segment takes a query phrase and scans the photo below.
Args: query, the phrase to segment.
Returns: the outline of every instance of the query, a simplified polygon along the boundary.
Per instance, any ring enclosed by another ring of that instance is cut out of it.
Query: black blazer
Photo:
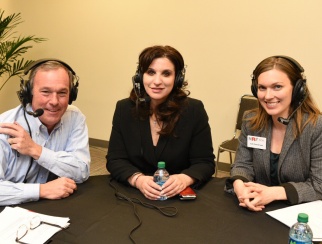
[[[118,101],[109,141],[107,170],[112,177],[127,183],[135,172],[153,175],[159,161],[171,174],[184,173],[204,183],[213,175],[215,156],[208,116],[203,103],[187,98],[187,107],[175,127],[177,137],[160,136],[153,146],[149,119],[133,116],[135,104],[130,99]]]

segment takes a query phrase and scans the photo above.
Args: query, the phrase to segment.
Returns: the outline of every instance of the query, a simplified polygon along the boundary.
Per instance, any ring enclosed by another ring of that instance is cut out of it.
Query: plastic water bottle
[[[295,223],[289,233],[289,244],[312,243],[313,232],[307,224],[309,216],[306,213],[299,213],[297,223]]]
[[[153,175],[153,180],[155,183],[157,183],[159,186],[162,186],[164,182],[166,182],[169,179],[169,173],[165,169],[165,162],[158,162],[158,170],[155,171]],[[159,200],[167,200],[167,196],[161,196]]]

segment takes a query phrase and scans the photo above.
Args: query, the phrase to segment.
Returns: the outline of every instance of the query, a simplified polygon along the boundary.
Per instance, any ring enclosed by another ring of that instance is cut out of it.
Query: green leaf
[[[16,36],[15,28],[22,23],[20,13],[14,13],[4,17],[4,11],[0,9],[0,91],[3,86],[14,76],[23,74],[23,70],[33,60],[24,60],[23,55],[33,47],[32,44],[46,41],[46,38],[28,35]]]

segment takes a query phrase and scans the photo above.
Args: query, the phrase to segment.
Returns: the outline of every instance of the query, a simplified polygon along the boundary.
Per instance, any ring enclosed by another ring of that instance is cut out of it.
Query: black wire
[[[32,133],[31,133],[31,129],[30,129],[30,125],[29,125],[28,119],[26,117],[26,111],[24,111],[23,116],[25,117],[25,120],[27,122],[28,130],[29,130],[29,135],[30,135],[30,137],[32,139]]]
[[[140,204],[143,207],[146,208],[151,208],[154,210],[159,211],[161,214],[163,214],[164,216],[167,217],[174,217],[177,213],[178,213],[178,209],[176,207],[158,207],[154,204],[151,203],[147,203],[147,202],[142,202],[140,199],[138,198],[130,198],[127,197],[126,195],[124,195],[123,193],[119,192],[119,190],[117,189],[117,187],[115,185],[112,184],[113,179],[110,179],[109,181],[109,185],[114,189],[114,195],[117,199],[119,200],[125,200],[128,201],[132,204],[133,207],[133,211],[134,211],[134,215],[137,218],[137,220],[139,221],[139,223],[130,231],[129,237],[131,239],[131,241],[133,243],[136,243],[135,240],[132,237],[132,234],[134,233],[135,230],[137,230],[141,225],[142,225],[142,220],[138,214],[137,208],[135,204]]]
[[[28,130],[29,130],[29,135],[30,135],[30,138],[32,139],[32,133],[31,133],[30,125],[29,125],[28,119],[26,117],[26,110],[24,111],[23,116],[25,117],[25,120],[27,122]],[[28,176],[28,173],[29,173],[29,171],[31,169],[31,165],[33,163],[33,160],[34,159],[32,157],[30,157],[29,167],[28,167],[27,173],[25,175],[25,178],[23,180],[23,183],[27,183],[27,176]]]

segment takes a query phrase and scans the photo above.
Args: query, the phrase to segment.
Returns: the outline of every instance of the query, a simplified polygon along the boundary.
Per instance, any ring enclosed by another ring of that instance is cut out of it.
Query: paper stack
[[[322,201],[314,201],[266,212],[271,217],[291,227],[297,222],[299,213],[309,215],[309,226],[313,232],[313,241],[322,241]]]
[[[42,223],[37,228],[30,229],[30,222],[33,218],[40,219]],[[43,222],[57,225],[57,227]],[[66,229],[69,224],[69,218],[35,213],[20,207],[6,207],[0,213],[0,243],[17,243],[15,241],[17,231],[21,226],[24,226],[28,231],[20,242],[42,244],[56,232]]]

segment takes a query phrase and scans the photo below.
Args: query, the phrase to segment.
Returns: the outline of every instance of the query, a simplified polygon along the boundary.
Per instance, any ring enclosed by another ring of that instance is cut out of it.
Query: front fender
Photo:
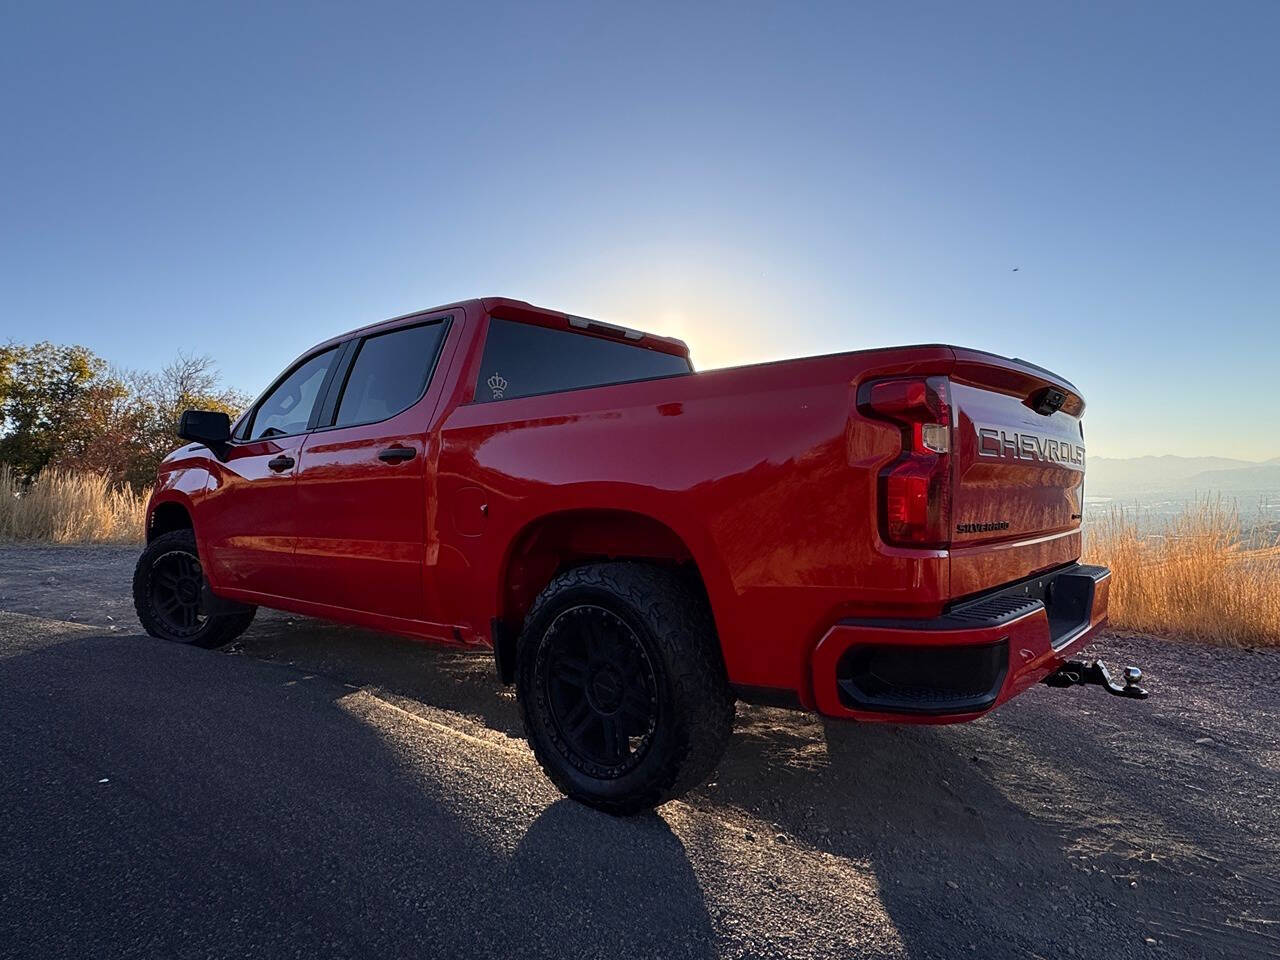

• Task details: Please transcribe the material above exactly as written. Leave the pictures out.

• Answer box:
segment takes a query phrase and scans the photo below.
Args: query, the phrase to segment.
Returns: the outline of every instance of the query, a simplified polygon along the boundary.
Per instance, any ring enclosed by another ring of that instance is cut out of it.
Query: black blazer
Photo:
[[[118,101],[109,141],[107,170],[112,177],[127,183],[135,172],[153,175],[159,161],[171,174],[184,173],[204,183],[213,175],[215,156],[208,116],[203,103],[187,98],[187,107],[175,127],[177,137],[160,136],[153,146],[149,119],[133,116],[135,104],[130,99]]]

segment takes a query phrase and scans the photo above.
Args: query, the phrase to segment.
Returns: the outline of every instance of the query, a simplified polygon along the boundary.
Per instance, any ring enclosed by another ring of that instance is cut out of it.
Query: plastic water bottle
[[[295,223],[289,233],[289,244],[312,243],[313,232],[307,224],[309,216],[306,213],[299,213],[297,223]]]
[[[153,175],[153,180],[155,183],[157,183],[159,186],[162,186],[164,182],[166,182],[169,179],[169,173],[165,169],[165,162],[158,162],[158,170],[155,171]],[[159,200],[167,200],[167,196],[161,196]]]

segment takes a query phrase and scans the photo above.
Args: query, the phrase to segment.
Returns: the outline of every instance of the query, a simplified polygon along the boundary.
Per instance, any ring enclosed by another ring of that instance is cut out of it.
Query: green leaf
[[[16,36],[15,28],[22,23],[20,13],[14,13],[4,17],[4,11],[0,9],[0,91],[3,86],[14,76],[23,74],[23,70],[33,60],[24,60],[23,55],[33,47],[32,44],[46,41],[46,38],[28,35]]]

segment takes a query phrase and scans the photo above.
Args: query, the phrase to segment.
Returns: the outline of every instance of the query, a simplified polygon along the boundary.
Per instance, any ring enclosed by another ring of that instance is cut out of it.
Query: black wire
[[[32,133],[31,133],[31,129],[30,129],[30,125],[29,125],[28,119],[26,117],[26,111],[24,111],[23,116],[25,117],[25,120],[27,122],[28,130],[29,130],[29,135],[30,135],[30,137],[32,139]]]
[[[140,204],[143,207],[146,208],[151,208],[154,210],[159,211],[161,214],[163,214],[164,216],[167,217],[174,217],[177,213],[178,213],[178,209],[176,207],[158,207],[154,204],[151,203],[147,203],[147,202],[142,202],[140,199],[138,198],[130,198],[127,197],[126,195],[124,195],[123,193],[119,192],[119,190],[117,189],[117,187],[115,185],[112,184],[113,179],[110,179],[109,181],[109,185],[114,189],[114,195],[117,199],[119,200],[125,200],[128,201],[132,204],[133,207],[133,211],[134,211],[134,215],[137,218],[137,220],[139,221],[139,223],[130,231],[129,237],[131,239],[131,241],[133,243],[136,243],[135,240],[132,237],[132,234],[134,233],[135,230],[137,230],[141,225],[142,225],[142,220],[138,214],[137,208],[135,204]]]
[[[28,130],[29,130],[29,135],[30,135],[30,138],[32,139],[32,133],[31,133],[30,125],[29,125],[28,119],[26,117],[26,110],[24,111],[23,116],[25,117],[25,120],[27,122]],[[28,176],[28,173],[29,173],[29,171],[31,169],[31,165],[33,163],[33,160],[34,159],[32,157],[30,157],[29,167],[28,167],[27,173],[25,175],[25,178],[23,180],[23,183],[27,183],[27,176]]]

segment takes a query phrase and scans the photo above.
Args: query, the phrase to segment.
Returns: the outline of every instance of the query, a simplified polygon along the boundary.
Per instance, any ring enclosed by another ring of that instance is cut out of it.
Query: paper stack
[[[322,201],[314,201],[266,212],[271,217],[291,227],[297,222],[299,213],[309,215],[309,226],[313,232],[313,241],[322,241]]]
[[[42,223],[37,228],[30,229],[30,222],[33,218],[40,219]],[[43,222],[57,225],[57,227]],[[66,229],[69,224],[69,218],[35,213],[20,207],[6,207],[0,213],[0,243],[17,243],[15,241],[17,231],[21,226],[24,226],[28,231],[20,242],[42,244],[56,232]]]

segment takes a query phrase and scans the photo below.
Args: query, the phrase to segment.
Returns: the outline of every instance of the query, a simplified polygon along the boundary.
Per instance, any ring enclosed by another ring of that instance is cut out of it.
Query: front fender
Photo:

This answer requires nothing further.